# REQUIRED TASK 1:
Lay out the listing as a Markdown table with the columns Row and Line, from the line with "Where can the white blouse" through the end of the listing, leaving out blank lines.

# QUOTED PASSAGE:
^^^^

Interesting plot and characterizations marred by pervasive gutter-mouth swearing and overdone nudity/sex scenes.
An entertaining film due in large part to Sean Connery. Nothing new here but worth a watch for Connery fans.
Writer Michael Crichton wrote the part of Captain Connor with Sean Connery in mind and Connery absolutely shines in the role. Connery plays a police detective with an expertise in Japanese culture who's called in to assist on a murder case that took place at an LA high rise owned by a Japanese multinational corporation. Connery is partnered with a very American of detective, Wesley Snipes, which unfortunately gives the film a disappointingly conventional buddy-cop-film vibe that was wisely absent from Crichton's novel. Crichton (a film director himself) and "Rising Sun" director Philip Kaufman reportedly clashed over changes to the script Kaufman made regarding making Connor's partner black, which I'll side with Kaufman that it added an interesting new element in this clash of cultures murder mystery, but I'll side with Crichton in that it was badly done. The scene where Snipes take Connery to a black neighborhood and Captain Connor suddenly becomes the most uncomfortable whitest white person of all time, seemingly to have forgotten all his skills and control previously demonstrated up to that point. This could have been an interesting scene if it was done in a more subtle manner, but Connor is suddenly becoming a buffoon seemed out of place. It's as if Sherlock Holmes for a few scenes became Inspector Clouseau. I'll also side with Crichton on the change of murderer at the end of the film, which seemed completely unnecessary and also went against much of what the book and film had to say about the nature of culture and culture clashes. Despite these deficiencies, there is much to enjoy. Connery has one of the best roles of his career (minus the Inspector Clouseau scenes). Director Phillips Kaufman bring style and atmosphere, crafting a slick modern day noir, while also bringing a surprising amount of sensuality to a mainstream film, rivaling his more arthouse of features like "Henry & June" and "The Unbearable Lightness of Being." Director of photography Michael Chapman also gets kudos for his moody photography. The film also features a strong supporting cast that includes Harvey Keitel, Kevin Anderson, Mako, Ray Wise, Stan Shaw, Tia Carrere, and Steve Buscemi. Overall, despite it's deficiencies, this is a stylish mystery that borders on erotic thriller and is centers around an interesting (though not so subtle) subtext about culture.

^^^^

# DATASET ENTRIES:
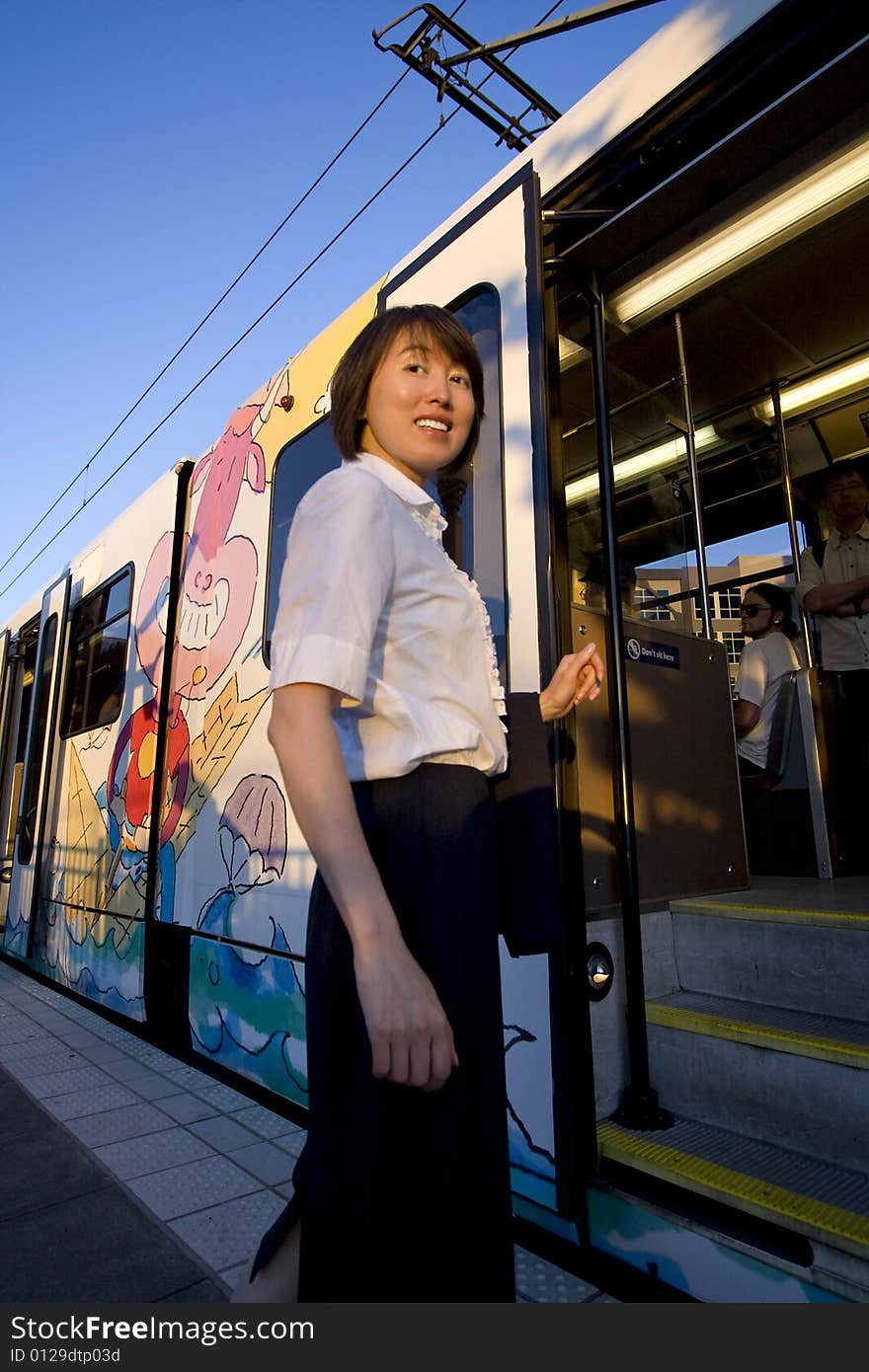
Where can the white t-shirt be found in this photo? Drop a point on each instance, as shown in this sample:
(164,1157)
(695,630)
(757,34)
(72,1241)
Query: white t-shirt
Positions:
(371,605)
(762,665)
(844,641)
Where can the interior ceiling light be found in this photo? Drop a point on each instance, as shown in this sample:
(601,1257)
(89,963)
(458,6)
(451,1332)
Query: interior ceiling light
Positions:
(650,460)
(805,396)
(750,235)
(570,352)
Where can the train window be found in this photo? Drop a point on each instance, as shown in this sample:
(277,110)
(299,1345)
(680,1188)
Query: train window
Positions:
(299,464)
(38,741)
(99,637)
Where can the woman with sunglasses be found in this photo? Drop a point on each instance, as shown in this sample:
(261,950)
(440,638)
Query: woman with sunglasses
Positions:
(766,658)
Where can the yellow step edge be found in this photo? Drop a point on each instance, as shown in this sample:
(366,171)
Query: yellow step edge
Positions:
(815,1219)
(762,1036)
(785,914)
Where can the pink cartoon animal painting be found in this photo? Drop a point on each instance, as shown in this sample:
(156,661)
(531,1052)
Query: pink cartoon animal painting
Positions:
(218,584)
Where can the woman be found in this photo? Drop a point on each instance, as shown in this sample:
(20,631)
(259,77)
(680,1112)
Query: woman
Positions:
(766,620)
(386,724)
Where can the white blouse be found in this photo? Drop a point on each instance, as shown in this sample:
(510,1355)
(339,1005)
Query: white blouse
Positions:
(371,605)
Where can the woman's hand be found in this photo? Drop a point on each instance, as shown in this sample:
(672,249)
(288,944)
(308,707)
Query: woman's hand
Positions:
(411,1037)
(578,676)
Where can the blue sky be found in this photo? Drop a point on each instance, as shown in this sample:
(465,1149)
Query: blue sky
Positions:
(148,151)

^^^^

# REQUIRED TASK 2:
Carry the movie review of "Rising Sun" forward from where it stops.

# TASK RESPONSE 1:
| Row | Line |
|---|---|
| 1 | Where can the white blouse be found in this photo? Drop a point on each instance, as shown in this sample: |
| 2 | (510,1355) |
| 3 | (339,1005) |
| 4 | Query: white blouse |
| 5 | Positions: |
| 6 | (371,605) |
| 7 | Where can the woman's hand be found in this photo? Drop a point on each instance, as shown in this sample: |
| 8 | (672,249) |
| 9 | (288,944) |
| 10 | (308,707) |
| 11 | Query: woman's hand |
| 12 | Positions: |
| 13 | (411,1037) |
| 14 | (578,676) |
| 15 | Where can the blue sky be found in this photo? Drop a point on each instance, as shown in this sample: |
| 16 | (465,1149) |
| 17 | Query: blue sky |
| 18 | Positions: |
| 19 | (148,151) |

# TASK RESPONSE 2:
Great chemistry between Wesley & Sean...never seen a Sean and/or Wesley movie I didn't like.
What the fuck. No. To everything. Especially Sean Connery. Why was he ever considered cool? With lines like "Hay is for horses" he sounds like a dad.
Didn't rewatch so fudging the rating, had the VHS
Decent modern noir. The mystery is kept twisting through different turns, and there are some unique characters and interactions, but ultimately the sum is not equal to its parts, as the movie isn't as riveting as it should be...
Movie about two cops who try to solve a Japanese murder. Tries to be a culture clash movie, but fails miserably. Sean Connery can't save this dud.
During a party at the United States offices of a Japanese corporation in Los Angeles, a professional escort named Cheryl Lynn Austin (Tatjana Patitz) is found dead, apparently after a violent sexual encounter. Police Detectives Web Smith (Wesley Snipes) and John Connor (Sean Connery), a former police captain and expert on Japanese affairs, are sent to act as liaison between the Japanese executives and the investigating officer, Smith's former partner Tom Graham (Harvey Keitel). During the initial investigation, Smith believes the evidence indicates a sexual encounter and murder; however, Connor insists a deeper involvement by the corporation exists. After a grueling investigation, Connor receives a disc which contains the surveillance footage from the night of the murder. This later turns out to be a digitally altered video of the actual murder. The alteration implicates Eddie Sakamura, who is the son of a wealthy Japanese businessman and a longtime friend of Connor...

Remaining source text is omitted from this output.